§ **Challenge**: Copy out the lines of the records below verbatim, starting with the line that contains "Where can you see the man with short" and ending with the line that contains "[[410, 130], [216, 182], [285, 118], [49, 207]]", both included.

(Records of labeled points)
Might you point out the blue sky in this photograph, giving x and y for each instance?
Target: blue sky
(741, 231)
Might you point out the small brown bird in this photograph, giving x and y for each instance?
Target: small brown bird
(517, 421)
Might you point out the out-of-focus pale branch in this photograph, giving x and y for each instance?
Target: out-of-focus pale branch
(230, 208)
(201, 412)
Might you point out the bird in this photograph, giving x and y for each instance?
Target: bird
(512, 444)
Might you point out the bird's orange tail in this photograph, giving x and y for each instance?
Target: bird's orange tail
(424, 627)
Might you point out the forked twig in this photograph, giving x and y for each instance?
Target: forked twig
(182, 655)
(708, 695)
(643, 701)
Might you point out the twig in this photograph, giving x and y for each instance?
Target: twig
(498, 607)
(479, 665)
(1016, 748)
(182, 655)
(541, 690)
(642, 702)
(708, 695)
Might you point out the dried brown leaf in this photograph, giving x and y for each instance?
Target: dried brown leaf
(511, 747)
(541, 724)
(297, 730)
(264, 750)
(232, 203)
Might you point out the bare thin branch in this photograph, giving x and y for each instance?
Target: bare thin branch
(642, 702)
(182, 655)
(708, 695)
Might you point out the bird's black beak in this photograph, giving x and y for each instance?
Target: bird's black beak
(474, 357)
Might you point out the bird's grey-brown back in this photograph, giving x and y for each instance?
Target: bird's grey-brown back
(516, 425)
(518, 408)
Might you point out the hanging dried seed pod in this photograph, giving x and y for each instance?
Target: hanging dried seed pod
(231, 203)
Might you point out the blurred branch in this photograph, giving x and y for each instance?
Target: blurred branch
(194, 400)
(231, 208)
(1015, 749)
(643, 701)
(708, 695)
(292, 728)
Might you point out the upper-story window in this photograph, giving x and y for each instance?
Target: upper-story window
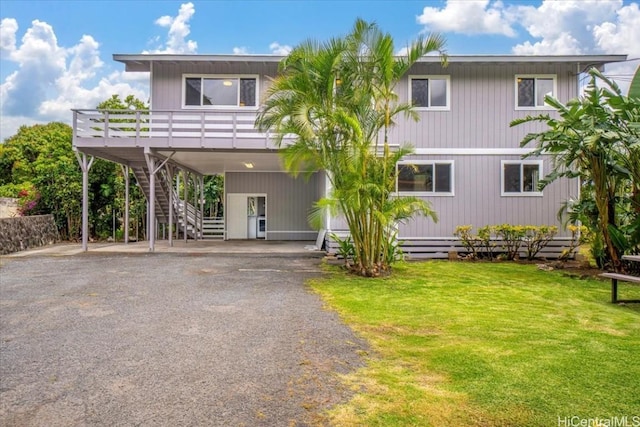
(220, 91)
(424, 177)
(521, 177)
(531, 90)
(430, 92)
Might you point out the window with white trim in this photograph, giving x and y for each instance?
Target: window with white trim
(521, 177)
(531, 90)
(428, 178)
(430, 92)
(220, 91)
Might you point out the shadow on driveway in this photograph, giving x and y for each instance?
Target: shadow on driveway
(168, 339)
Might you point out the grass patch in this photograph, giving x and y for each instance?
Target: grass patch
(487, 344)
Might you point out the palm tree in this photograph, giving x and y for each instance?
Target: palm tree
(596, 138)
(337, 100)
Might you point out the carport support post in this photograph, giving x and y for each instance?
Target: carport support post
(195, 207)
(85, 165)
(151, 165)
(185, 219)
(202, 207)
(125, 173)
(170, 179)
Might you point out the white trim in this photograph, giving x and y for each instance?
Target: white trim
(472, 151)
(446, 78)
(151, 86)
(554, 77)
(220, 107)
(521, 163)
(428, 193)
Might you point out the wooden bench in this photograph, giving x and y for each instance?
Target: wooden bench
(622, 277)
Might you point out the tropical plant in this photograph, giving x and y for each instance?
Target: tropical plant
(337, 100)
(596, 138)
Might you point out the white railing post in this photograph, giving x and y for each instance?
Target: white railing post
(137, 127)
(170, 128)
(202, 127)
(234, 126)
(106, 125)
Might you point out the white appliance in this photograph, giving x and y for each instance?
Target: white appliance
(261, 230)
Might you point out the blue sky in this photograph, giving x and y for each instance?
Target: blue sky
(56, 55)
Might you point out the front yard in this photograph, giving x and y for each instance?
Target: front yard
(488, 344)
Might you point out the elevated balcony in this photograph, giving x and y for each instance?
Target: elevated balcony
(169, 129)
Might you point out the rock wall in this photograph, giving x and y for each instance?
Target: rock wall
(27, 232)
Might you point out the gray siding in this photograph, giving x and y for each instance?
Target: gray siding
(478, 201)
(482, 106)
(288, 200)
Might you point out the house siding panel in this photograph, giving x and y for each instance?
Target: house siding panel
(478, 200)
(288, 200)
(482, 106)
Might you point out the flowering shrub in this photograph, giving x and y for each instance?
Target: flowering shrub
(577, 231)
(505, 238)
(27, 200)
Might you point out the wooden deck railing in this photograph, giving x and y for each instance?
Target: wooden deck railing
(166, 125)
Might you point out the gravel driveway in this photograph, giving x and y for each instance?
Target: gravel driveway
(168, 339)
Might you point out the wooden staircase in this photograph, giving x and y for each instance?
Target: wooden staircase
(197, 227)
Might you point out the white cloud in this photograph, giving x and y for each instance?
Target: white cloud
(467, 17)
(622, 35)
(563, 27)
(240, 50)
(8, 30)
(51, 79)
(179, 30)
(583, 27)
(563, 44)
(278, 49)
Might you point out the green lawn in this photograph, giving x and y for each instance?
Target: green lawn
(487, 344)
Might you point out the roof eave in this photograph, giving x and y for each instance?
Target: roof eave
(142, 62)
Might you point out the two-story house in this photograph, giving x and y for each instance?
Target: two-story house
(469, 161)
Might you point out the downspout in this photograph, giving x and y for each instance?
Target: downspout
(579, 192)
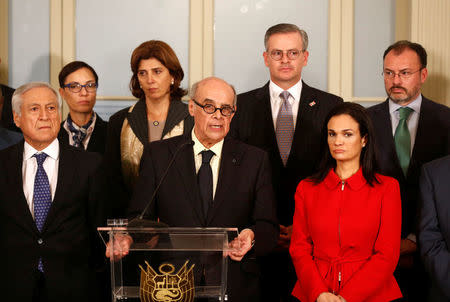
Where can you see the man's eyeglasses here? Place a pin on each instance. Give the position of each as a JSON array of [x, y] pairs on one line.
[[76, 87], [210, 109], [292, 54], [404, 74]]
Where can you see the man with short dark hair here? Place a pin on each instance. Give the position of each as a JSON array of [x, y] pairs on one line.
[[410, 130], [216, 182], [285, 118], [49, 207]]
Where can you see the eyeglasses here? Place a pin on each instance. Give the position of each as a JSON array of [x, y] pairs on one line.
[[404, 74], [76, 87], [292, 54], [210, 109]]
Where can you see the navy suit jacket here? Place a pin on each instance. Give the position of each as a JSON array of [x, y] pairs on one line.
[[68, 244], [434, 236], [244, 199], [432, 142], [253, 124]]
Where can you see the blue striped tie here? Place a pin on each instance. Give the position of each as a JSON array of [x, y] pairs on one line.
[[42, 197], [285, 127]]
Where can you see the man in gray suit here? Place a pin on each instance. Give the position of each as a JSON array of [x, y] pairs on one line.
[[434, 236]]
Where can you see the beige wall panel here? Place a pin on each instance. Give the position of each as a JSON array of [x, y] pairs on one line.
[[4, 41], [430, 26]]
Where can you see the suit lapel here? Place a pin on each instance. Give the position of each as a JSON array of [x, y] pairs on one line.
[[20, 206], [66, 177], [177, 112], [185, 165], [229, 163], [138, 121]]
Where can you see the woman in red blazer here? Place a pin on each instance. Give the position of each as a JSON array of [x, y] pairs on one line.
[[346, 233]]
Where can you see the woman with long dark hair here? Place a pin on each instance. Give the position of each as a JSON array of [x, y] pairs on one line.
[[346, 232]]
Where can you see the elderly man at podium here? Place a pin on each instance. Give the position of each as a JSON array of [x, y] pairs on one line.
[[206, 179]]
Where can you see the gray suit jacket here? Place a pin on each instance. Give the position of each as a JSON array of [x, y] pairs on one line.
[[434, 236]]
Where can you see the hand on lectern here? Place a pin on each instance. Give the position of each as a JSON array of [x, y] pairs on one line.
[[120, 246], [242, 243]]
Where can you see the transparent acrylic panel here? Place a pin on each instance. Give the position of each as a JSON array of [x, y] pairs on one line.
[[107, 32], [374, 32], [179, 262], [239, 31], [29, 41]]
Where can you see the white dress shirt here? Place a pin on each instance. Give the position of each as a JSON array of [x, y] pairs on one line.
[[412, 121], [88, 131], [275, 100], [29, 169], [215, 160]]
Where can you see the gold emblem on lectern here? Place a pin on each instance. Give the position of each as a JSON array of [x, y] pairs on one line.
[[167, 287]]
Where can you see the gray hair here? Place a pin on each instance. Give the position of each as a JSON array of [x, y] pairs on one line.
[[17, 99], [284, 28], [194, 88]]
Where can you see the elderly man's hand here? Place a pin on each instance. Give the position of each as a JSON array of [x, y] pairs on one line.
[[121, 244], [242, 244]]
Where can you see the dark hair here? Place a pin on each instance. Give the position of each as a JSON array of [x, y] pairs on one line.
[[72, 67], [285, 28], [163, 53], [367, 159], [399, 46]]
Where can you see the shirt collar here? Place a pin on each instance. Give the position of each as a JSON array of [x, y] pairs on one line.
[[355, 182], [51, 150], [414, 105], [276, 90], [198, 146]]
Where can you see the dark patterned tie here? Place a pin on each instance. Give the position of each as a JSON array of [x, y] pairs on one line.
[[42, 197], [402, 139], [285, 127], [205, 182]]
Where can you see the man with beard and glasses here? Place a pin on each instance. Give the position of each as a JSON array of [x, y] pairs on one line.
[[410, 131]]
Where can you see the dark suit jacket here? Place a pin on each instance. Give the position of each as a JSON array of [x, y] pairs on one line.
[[434, 236], [7, 116], [432, 141], [253, 124], [67, 241], [97, 142], [137, 119], [244, 199], [8, 138]]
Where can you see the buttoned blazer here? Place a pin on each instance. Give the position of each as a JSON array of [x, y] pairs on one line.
[[97, 142], [68, 244], [434, 232], [244, 199], [432, 141], [253, 124]]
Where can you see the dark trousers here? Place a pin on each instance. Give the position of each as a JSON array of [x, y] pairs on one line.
[[278, 278], [40, 289]]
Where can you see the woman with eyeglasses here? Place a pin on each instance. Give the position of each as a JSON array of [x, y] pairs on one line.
[[346, 232], [158, 114], [83, 128]]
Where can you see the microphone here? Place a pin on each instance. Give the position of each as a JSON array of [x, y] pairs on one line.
[[139, 221]]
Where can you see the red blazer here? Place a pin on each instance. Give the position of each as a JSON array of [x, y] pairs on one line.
[[346, 238]]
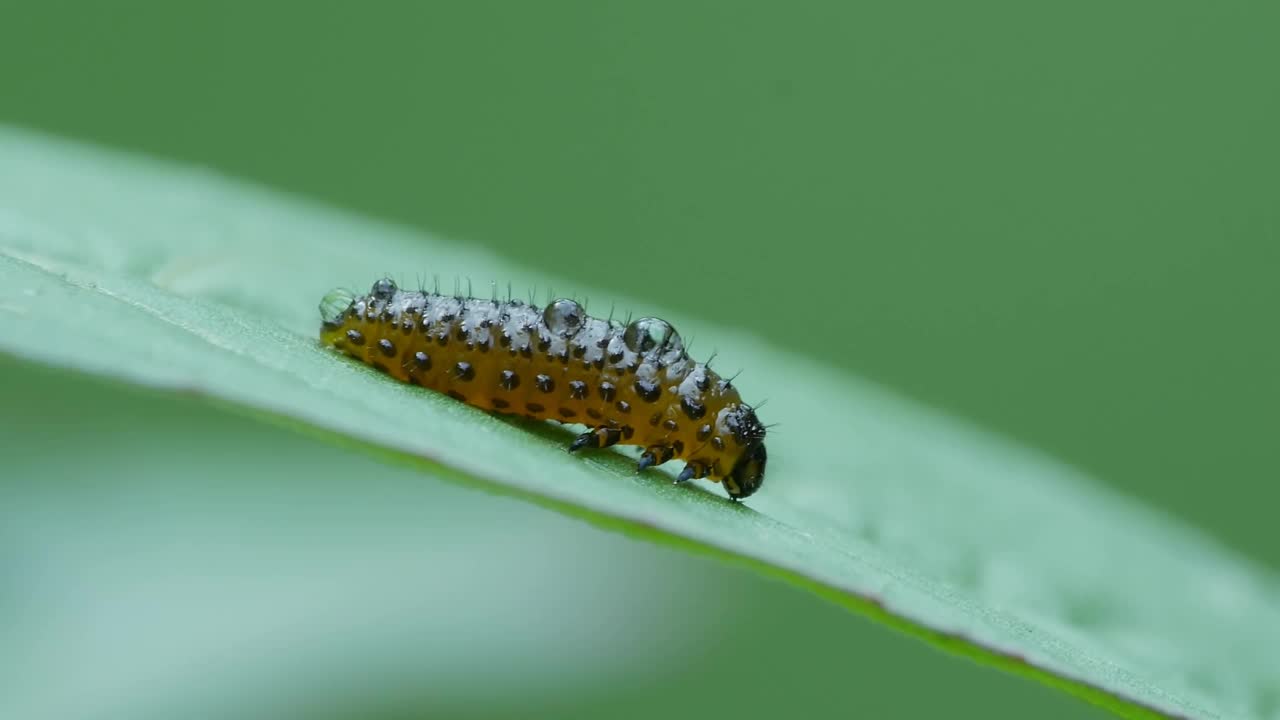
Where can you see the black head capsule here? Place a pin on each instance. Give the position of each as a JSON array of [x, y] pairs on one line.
[[748, 473]]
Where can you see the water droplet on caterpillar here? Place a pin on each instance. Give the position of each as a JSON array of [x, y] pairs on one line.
[[652, 333], [563, 317]]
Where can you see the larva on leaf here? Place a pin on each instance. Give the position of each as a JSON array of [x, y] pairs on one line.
[[630, 383]]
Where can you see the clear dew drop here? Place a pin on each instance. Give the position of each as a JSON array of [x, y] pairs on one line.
[[383, 290], [563, 317], [334, 304], [649, 333]]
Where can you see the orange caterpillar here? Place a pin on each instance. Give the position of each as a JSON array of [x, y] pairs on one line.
[[631, 384]]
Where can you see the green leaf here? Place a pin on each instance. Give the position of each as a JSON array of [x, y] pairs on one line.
[[174, 278]]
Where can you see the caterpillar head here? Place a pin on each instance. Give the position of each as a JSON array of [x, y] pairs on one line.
[[748, 473]]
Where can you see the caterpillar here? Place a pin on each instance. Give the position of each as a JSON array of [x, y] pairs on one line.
[[631, 383]]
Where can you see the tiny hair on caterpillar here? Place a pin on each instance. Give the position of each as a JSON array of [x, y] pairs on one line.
[[631, 383]]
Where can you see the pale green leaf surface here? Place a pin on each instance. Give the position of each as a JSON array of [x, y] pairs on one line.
[[177, 278]]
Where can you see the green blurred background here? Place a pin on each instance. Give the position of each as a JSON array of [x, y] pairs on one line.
[[1057, 220]]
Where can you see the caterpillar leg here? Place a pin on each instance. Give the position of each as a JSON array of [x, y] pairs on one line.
[[694, 469], [603, 436], [656, 455]]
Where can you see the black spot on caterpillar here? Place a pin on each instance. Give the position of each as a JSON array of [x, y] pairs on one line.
[[561, 364]]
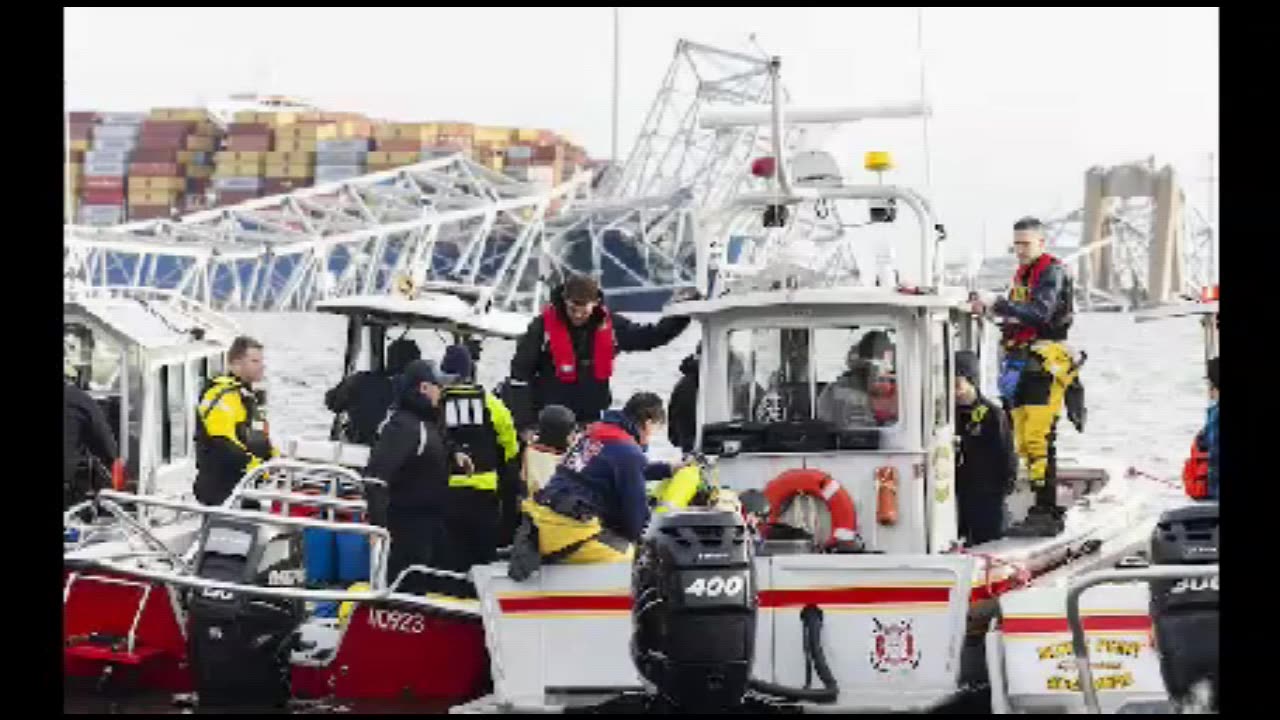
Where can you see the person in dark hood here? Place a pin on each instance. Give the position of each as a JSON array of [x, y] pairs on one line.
[[986, 463], [567, 354], [595, 505], [682, 406], [365, 396], [87, 440], [410, 456]]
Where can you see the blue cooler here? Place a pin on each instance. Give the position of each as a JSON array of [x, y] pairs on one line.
[[352, 557], [319, 551]]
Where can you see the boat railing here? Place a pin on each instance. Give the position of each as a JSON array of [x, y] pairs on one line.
[[289, 483], [181, 573], [1105, 577], [193, 310]]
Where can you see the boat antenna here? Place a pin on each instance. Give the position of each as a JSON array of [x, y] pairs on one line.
[[924, 117], [613, 145]]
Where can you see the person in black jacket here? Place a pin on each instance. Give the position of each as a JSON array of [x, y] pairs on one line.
[[365, 396], [986, 464], [86, 438], [682, 406], [412, 459], [567, 354]]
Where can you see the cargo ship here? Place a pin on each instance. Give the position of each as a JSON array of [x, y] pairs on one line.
[[128, 167]]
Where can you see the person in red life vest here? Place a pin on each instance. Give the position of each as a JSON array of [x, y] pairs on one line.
[[1037, 368], [567, 354], [1200, 472]]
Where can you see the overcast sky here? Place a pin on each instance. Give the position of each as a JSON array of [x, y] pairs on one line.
[[1024, 99]]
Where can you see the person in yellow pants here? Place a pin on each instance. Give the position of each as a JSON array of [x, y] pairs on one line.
[[595, 506], [1037, 368]]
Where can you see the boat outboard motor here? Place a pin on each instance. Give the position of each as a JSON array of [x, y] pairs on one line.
[[240, 643], [693, 616], [1184, 611]]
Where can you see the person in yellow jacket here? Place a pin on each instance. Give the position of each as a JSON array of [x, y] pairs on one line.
[[484, 492], [232, 434]]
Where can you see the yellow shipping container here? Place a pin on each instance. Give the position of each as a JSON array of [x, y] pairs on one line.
[[309, 131], [145, 183], [296, 145], [292, 172], [277, 119], [464, 130], [492, 135], [179, 114], [152, 196], [238, 171], [240, 156], [289, 158]]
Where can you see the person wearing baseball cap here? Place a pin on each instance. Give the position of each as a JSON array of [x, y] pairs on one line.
[[567, 354]]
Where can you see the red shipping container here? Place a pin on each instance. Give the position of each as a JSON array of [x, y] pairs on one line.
[[104, 182], [149, 212], [163, 142], [155, 155], [248, 142], [248, 128], [155, 169], [101, 196], [232, 196]]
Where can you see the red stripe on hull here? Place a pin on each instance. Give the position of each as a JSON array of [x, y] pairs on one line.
[[1092, 624]]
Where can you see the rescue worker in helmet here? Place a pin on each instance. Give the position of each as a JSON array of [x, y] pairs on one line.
[[231, 425], [1037, 368], [568, 351], [986, 463], [481, 502], [412, 459], [849, 401], [87, 438], [595, 505], [557, 431], [364, 397]]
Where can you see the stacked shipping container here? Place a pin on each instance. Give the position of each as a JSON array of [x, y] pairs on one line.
[[174, 160]]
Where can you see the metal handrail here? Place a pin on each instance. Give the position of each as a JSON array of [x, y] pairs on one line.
[[378, 550], [1102, 577], [279, 592]]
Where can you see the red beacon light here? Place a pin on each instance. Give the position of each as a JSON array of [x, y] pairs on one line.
[[763, 167]]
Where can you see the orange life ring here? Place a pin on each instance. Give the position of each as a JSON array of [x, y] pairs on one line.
[[844, 516]]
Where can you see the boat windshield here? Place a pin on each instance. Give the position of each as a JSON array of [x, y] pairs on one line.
[[845, 374]]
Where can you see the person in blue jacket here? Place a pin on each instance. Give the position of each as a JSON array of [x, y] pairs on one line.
[[595, 506]]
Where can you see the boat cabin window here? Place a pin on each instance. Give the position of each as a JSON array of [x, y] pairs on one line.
[[845, 376], [173, 413]]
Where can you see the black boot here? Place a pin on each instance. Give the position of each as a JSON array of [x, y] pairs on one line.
[[1042, 522]]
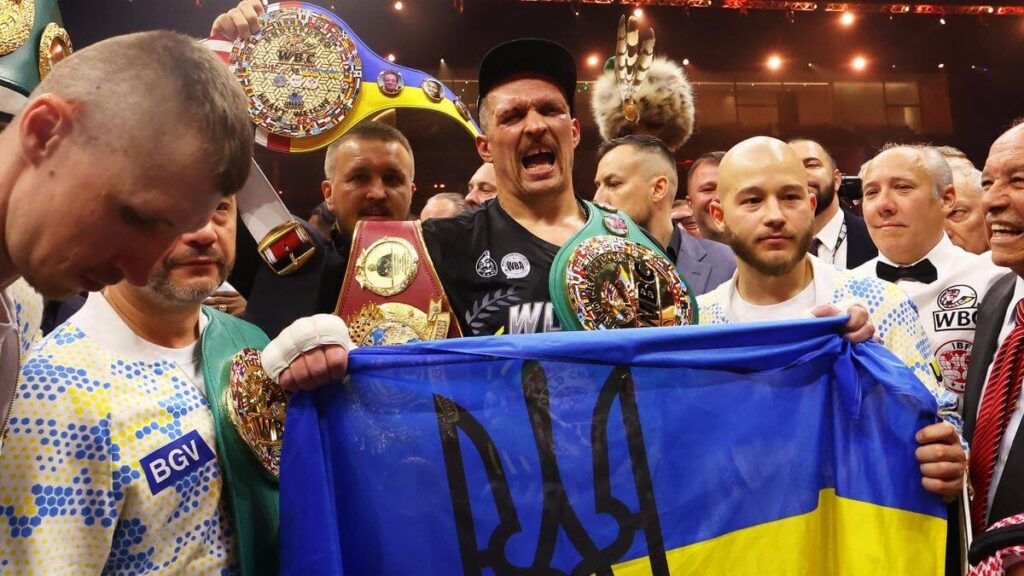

§ **Solution for this task**:
Where can you see the man with short dark hair here? Place a pin on each instance. Give the position of each as a JSON array of [x, y] pairs on one line.
[[410, 130], [216, 182], [285, 118], [49, 207]]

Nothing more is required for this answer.